• **ENCARGO**:
Copia de nuevo las líneas de las entradas desde la que contiene "Where can you find the snow" hasta el final de las entradas, ambas incluidas, sin omitir las peticiones. Suma 125 a cada número de las coordenadas de las respuestas.

(Fragmentos de datos de etiquetado de ubicaciones)
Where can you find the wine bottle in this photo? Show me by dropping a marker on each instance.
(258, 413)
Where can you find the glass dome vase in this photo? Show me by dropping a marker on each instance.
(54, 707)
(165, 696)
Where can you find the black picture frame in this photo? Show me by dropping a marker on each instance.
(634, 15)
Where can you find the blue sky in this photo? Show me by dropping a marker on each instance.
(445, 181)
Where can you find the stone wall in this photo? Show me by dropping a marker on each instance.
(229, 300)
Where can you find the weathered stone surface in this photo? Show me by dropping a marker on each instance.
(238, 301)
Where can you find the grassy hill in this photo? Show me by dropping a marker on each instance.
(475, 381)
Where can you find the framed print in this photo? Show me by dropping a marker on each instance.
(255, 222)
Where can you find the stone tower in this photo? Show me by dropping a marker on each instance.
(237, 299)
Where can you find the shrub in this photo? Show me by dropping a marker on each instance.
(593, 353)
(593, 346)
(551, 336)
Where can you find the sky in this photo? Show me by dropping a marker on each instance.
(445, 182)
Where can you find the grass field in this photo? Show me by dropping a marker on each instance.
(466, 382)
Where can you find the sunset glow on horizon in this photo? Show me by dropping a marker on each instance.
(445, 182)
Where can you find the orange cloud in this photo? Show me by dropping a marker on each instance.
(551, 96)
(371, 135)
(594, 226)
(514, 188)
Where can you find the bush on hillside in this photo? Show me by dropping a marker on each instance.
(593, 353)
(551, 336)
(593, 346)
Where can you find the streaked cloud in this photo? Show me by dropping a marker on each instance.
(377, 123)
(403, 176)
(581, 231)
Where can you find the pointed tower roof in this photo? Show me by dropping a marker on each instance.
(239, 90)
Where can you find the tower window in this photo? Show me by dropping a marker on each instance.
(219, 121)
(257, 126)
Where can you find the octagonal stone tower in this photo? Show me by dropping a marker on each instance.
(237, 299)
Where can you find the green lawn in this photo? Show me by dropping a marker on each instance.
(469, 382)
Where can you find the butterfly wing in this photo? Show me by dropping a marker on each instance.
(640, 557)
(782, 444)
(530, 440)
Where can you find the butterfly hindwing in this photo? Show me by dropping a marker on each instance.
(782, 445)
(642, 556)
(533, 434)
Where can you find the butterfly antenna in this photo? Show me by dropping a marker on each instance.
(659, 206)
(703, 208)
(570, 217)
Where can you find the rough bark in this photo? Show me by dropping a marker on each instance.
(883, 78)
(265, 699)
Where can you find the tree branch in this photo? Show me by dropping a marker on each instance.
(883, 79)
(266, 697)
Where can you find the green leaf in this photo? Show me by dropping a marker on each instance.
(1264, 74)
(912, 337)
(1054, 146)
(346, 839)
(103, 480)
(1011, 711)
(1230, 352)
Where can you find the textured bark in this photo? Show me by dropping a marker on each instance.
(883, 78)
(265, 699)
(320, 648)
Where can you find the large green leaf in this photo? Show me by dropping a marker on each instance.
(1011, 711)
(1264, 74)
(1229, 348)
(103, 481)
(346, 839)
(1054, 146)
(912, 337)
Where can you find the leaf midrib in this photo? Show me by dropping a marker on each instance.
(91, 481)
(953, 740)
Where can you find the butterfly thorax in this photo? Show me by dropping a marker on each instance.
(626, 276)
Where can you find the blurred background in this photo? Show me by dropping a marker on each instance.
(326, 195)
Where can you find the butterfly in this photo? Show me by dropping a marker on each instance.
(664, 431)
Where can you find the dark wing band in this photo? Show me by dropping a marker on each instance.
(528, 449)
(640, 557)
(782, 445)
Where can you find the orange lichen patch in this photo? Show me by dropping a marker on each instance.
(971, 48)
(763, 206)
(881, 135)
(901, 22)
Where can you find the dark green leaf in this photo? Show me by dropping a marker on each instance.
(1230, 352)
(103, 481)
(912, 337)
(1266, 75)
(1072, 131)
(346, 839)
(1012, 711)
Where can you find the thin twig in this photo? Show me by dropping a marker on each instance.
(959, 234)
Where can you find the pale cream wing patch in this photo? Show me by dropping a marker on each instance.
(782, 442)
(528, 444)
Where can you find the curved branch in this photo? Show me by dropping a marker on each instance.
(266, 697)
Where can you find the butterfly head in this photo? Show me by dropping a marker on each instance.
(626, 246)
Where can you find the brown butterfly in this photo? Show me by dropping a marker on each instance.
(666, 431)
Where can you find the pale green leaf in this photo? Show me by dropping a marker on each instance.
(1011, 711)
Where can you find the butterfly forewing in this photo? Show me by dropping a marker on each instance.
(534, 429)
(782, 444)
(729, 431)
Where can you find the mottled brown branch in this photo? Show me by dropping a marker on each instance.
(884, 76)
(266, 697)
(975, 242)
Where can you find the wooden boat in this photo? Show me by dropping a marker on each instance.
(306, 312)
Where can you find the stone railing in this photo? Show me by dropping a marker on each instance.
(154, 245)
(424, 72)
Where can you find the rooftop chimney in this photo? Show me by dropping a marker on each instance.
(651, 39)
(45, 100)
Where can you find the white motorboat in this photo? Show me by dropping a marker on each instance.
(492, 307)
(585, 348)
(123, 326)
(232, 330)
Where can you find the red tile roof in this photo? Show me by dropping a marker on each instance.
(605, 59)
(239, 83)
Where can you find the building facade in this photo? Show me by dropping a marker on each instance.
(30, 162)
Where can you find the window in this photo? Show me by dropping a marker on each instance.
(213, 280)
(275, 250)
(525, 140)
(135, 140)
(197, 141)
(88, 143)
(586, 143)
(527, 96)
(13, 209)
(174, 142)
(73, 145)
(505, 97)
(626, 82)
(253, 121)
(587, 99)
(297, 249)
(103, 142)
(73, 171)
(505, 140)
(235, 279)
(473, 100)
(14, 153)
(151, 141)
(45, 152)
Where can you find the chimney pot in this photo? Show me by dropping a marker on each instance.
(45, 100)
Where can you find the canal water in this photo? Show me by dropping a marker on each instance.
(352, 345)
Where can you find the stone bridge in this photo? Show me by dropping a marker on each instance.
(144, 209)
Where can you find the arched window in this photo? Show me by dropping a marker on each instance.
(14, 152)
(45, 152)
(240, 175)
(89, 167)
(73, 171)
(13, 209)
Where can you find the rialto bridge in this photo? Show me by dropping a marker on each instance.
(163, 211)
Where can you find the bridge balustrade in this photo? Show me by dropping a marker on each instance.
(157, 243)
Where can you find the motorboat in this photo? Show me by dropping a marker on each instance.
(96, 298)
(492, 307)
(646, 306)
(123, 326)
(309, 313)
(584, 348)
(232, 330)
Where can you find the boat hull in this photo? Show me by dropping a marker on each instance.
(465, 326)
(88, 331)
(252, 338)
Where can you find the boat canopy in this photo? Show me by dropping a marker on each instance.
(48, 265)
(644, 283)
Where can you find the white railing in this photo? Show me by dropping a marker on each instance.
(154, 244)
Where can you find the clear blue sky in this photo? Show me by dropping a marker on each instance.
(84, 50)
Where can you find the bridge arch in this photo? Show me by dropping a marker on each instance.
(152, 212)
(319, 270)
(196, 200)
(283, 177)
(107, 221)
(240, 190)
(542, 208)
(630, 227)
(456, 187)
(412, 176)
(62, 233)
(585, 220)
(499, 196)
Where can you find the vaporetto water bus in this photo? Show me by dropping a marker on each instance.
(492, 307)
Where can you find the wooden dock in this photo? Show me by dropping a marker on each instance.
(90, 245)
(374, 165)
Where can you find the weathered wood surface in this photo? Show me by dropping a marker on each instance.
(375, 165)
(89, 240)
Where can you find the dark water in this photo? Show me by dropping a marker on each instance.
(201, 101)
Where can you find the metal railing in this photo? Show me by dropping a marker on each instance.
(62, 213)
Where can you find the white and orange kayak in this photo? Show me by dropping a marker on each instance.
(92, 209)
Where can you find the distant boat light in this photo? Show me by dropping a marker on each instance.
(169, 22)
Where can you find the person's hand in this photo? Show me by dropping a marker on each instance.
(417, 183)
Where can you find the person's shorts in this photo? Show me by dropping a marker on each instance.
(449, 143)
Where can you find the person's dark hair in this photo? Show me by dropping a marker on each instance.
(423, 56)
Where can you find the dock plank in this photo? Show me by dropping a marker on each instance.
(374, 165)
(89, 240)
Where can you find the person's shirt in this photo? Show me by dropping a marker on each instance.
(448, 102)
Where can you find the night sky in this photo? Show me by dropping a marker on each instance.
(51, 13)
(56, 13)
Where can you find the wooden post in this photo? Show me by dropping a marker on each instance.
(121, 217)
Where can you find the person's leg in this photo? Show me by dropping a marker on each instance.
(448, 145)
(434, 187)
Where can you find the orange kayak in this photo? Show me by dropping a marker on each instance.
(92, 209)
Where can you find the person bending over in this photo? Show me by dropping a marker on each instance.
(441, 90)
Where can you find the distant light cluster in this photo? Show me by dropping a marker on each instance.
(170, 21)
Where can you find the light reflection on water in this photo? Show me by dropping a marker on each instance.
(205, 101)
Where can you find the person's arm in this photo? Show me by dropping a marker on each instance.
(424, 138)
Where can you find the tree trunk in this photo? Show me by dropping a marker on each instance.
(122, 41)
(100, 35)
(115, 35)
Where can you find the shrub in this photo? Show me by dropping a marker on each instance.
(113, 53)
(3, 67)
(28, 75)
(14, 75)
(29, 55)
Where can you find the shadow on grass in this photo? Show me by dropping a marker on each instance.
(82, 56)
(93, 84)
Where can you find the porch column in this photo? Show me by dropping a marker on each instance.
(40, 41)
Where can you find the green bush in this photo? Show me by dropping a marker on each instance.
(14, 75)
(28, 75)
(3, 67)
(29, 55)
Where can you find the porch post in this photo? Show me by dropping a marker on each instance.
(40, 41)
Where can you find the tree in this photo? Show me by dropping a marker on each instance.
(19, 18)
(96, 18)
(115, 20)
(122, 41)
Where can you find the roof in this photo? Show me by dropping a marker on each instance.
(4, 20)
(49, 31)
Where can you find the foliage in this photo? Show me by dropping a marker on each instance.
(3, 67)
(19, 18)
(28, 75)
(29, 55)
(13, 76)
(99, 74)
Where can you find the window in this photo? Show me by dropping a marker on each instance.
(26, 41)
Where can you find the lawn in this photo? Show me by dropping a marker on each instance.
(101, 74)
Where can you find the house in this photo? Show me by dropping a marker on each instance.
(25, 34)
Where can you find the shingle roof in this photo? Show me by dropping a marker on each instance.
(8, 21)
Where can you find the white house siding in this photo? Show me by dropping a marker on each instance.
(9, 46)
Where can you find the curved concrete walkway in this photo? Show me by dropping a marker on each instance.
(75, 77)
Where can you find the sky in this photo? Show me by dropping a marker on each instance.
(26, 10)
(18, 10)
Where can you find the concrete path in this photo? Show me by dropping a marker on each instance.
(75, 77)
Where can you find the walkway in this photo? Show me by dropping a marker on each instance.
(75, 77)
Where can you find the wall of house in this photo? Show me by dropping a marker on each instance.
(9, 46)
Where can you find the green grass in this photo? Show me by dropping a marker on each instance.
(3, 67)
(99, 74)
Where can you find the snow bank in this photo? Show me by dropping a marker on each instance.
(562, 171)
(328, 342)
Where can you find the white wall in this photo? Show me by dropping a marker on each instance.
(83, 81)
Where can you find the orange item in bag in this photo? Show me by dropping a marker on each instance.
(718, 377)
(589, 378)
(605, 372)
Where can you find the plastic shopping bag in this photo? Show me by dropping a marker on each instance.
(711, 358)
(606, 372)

• **RESPUESTA**:
Where can you find the snow bank in this photo? Show me by dropping a marker on each instance.
(687, 296)
(453, 467)
Where can you find the white wall in this photo? Show me by dropping a marker on each instance.
(208, 206)
Where can you find the orange item in bag in this photo? Show me by dropping a marker on each instance.
(843, 502)
(714, 503)
(730, 497)
Where can you find the plastic shopping bag in this photo? Show me by dropping a marker on each instance.
(836, 483)
(731, 497)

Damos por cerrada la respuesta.